___ Data section

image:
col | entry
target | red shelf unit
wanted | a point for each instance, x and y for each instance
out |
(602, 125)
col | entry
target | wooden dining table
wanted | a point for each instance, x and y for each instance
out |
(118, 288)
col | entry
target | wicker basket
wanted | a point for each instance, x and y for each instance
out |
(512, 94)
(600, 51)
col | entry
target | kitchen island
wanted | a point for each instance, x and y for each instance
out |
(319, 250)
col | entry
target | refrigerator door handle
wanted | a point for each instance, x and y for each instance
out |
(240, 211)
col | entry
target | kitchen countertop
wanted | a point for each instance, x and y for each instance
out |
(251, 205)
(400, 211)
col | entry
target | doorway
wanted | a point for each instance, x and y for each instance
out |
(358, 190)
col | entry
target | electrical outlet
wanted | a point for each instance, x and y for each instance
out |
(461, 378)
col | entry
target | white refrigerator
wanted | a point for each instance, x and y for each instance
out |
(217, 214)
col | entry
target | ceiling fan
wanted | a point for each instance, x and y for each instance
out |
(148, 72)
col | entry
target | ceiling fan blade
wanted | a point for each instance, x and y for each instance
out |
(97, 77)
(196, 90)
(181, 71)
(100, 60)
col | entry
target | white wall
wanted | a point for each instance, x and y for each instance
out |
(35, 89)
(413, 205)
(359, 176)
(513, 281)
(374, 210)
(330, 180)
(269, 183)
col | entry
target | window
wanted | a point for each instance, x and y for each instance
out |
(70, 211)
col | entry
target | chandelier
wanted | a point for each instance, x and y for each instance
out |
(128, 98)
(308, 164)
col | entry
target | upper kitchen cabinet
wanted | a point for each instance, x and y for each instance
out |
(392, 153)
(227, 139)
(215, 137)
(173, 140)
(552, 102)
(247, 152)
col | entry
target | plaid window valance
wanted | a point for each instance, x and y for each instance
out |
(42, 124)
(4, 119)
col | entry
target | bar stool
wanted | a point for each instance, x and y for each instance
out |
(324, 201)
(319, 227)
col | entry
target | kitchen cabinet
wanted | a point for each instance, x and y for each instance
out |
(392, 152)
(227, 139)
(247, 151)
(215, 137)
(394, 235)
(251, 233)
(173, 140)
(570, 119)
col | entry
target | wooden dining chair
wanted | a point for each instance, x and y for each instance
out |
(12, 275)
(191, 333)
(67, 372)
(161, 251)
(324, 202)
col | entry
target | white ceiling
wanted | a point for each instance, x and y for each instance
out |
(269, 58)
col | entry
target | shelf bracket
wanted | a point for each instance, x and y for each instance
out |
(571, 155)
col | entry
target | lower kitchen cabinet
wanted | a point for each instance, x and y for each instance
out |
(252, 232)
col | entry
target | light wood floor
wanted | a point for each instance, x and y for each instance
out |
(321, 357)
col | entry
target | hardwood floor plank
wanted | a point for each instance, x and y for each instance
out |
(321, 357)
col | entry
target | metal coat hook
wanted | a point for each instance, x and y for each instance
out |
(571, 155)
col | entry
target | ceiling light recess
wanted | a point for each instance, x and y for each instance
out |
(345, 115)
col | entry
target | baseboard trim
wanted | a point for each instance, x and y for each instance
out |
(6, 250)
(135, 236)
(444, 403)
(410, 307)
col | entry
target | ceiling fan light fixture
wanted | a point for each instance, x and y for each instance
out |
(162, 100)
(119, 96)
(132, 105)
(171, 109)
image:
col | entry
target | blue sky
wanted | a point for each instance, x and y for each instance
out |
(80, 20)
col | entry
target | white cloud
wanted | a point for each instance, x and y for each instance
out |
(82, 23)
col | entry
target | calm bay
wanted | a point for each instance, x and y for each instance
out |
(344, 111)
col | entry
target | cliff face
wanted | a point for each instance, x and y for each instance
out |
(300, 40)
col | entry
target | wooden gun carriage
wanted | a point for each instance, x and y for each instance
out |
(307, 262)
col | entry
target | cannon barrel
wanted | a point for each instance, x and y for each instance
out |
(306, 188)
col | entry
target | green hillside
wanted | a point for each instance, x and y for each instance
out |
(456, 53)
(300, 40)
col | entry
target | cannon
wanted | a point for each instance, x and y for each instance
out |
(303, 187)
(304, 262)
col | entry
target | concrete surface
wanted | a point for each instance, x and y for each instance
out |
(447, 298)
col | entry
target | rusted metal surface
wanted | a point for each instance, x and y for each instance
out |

______

Problem details
Faithfully write out the entire listing, line by line.

Task result
image:
col | entry
target | red shelf unit
wanted | a point for each instance, x and y for each instance
out |
(602, 125)
col | entry
target | wooden dining table
wanted | a point for each instance, x and y for each instance
out |
(118, 288)
col | entry
target | wicker basket
wanted | a point for each instance, x and y for each instance
out |
(512, 94)
(600, 51)
col | entry
target | kitchen island
wanted | a point for each instance, x and y for each instance
out |
(319, 250)
col | entry
target | refrigerator door handle
wanted | a point for each instance, x and y for each instance
out |
(240, 211)
col | entry
target | kitchen countertop
wanted | a point for each instance, x and y for each instance
out |
(251, 205)
(400, 211)
col | entry
target | doorway
wanted | a point for each instance, x and y for each instance
out |
(358, 190)
col | entry
target | electrical outlet
wanted | a point for each instance, x and y for each instance
out |
(461, 378)
col | entry
target | white refrigerator
wanted | a point for each instance, x and y for each instance
out |
(217, 214)
col | entry
target | ceiling fan
wanted | a point for each instance, x and y for each instance
out |
(148, 72)
col | entry
target | ceiling fan blade
wanted | a point for each instance, x and y for each instance
out |
(97, 77)
(196, 90)
(181, 71)
(100, 60)
col | entry
target | white wall
wanted | a point for each instance, x and y for each instance
out |
(35, 89)
(413, 205)
(359, 176)
(513, 281)
(374, 210)
(330, 180)
(269, 183)
col | entry
target | window
wanted | a point for each instance, x and y for each instance
out |
(70, 211)
col | entry
target | chandelier
wanted | a point for each instance, x and y for each instance
out |
(128, 98)
(308, 164)
col | entry
target | upper kitchen cabinet
wanted | a point for each instance, x and y for each instance
out |
(392, 153)
(227, 139)
(215, 137)
(173, 140)
(552, 102)
(247, 152)
col | entry
target | plaid window valance
wanted | a point for each instance, x and y for each instance
out |
(42, 124)
(4, 119)
col | entry
target | bar stool
wanted | a point for each instance, x and y for each instance
out |
(324, 201)
(319, 227)
col | entry
target | kitchen cabinet
wanted | a point for each instance, x and y for each instance
out |
(392, 152)
(227, 139)
(247, 151)
(215, 137)
(394, 235)
(251, 233)
(173, 140)
(570, 119)
col | entry
target | wooden dining chair
wanted | a point for each instance, x and y for each instance
out |
(12, 275)
(191, 333)
(67, 372)
(161, 251)
(324, 202)
col | entry
target | white ceiling
wanted | a point for each instance, x and y for each instance
out |
(269, 58)
col | entry
target | shelf bracket
wanted | a point for each instance, x and y for each instance
out |
(571, 155)
col | entry
target | lower kitchen cabinet
wanted | a point for each instance, x and y for each instance
out |
(252, 232)
col | entry
target | light wood floor
wanted | a point for each instance, x and y for each instance
out |
(321, 357)
col | entry
target | hardwood floor plank
wanted | a point for each instance, x and y for each instance
out |
(321, 357)
col | entry
target | metal coat hook
wanted | a point for each instance, x and y for each instance
out |
(571, 155)
col | entry
target | ceiling light recess
wanted | a point for each instance, x and y for each instance
out |
(345, 115)
col | entry
target | baseboard trim
wanted | a point for each instance, x and y for each instance
out |
(6, 250)
(135, 236)
(444, 403)
(410, 307)
col | entry
target | ceiling fan light fixture
wanted | a point for each instance, x and y for each instance
out |
(162, 100)
(119, 96)
(132, 105)
(171, 109)
image:
col | entry
target | blue sky
wanted | a point for each instance, x and y for each instance
out |
(80, 20)
col | entry
target | white cloud
wanted | a point for each instance, x and y for each instance
out |
(82, 23)
col | entry
target | calm bay
wanted | a point for each instance, x and y for each instance
out |
(344, 111)
col | entry
target | cliff face
wanted | a point for each instance, x and y for each instance
out |
(300, 40)
col | entry
target | wooden gun carriage
wanted | a point for each instance, x and y for each instance
out |
(307, 262)
col | entry
target | cannon barrel
wanted | a point for each instance, x and y for each instance
out |
(306, 188)
col | entry
target | green hillside
wanted | a point for each instance, x and y for each instance
out |
(456, 53)
(300, 40)
col | entry
target | cannon
wanted | a point for each instance, x and y for each instance
out |
(303, 187)
(304, 262)
col | entry
target | concrete surface
wanted | a point for each instance, x and y for each instance
out |
(447, 298)
col | entry
target | rusted metal surface
wanted | a point for each instance, x and y for each instance
out |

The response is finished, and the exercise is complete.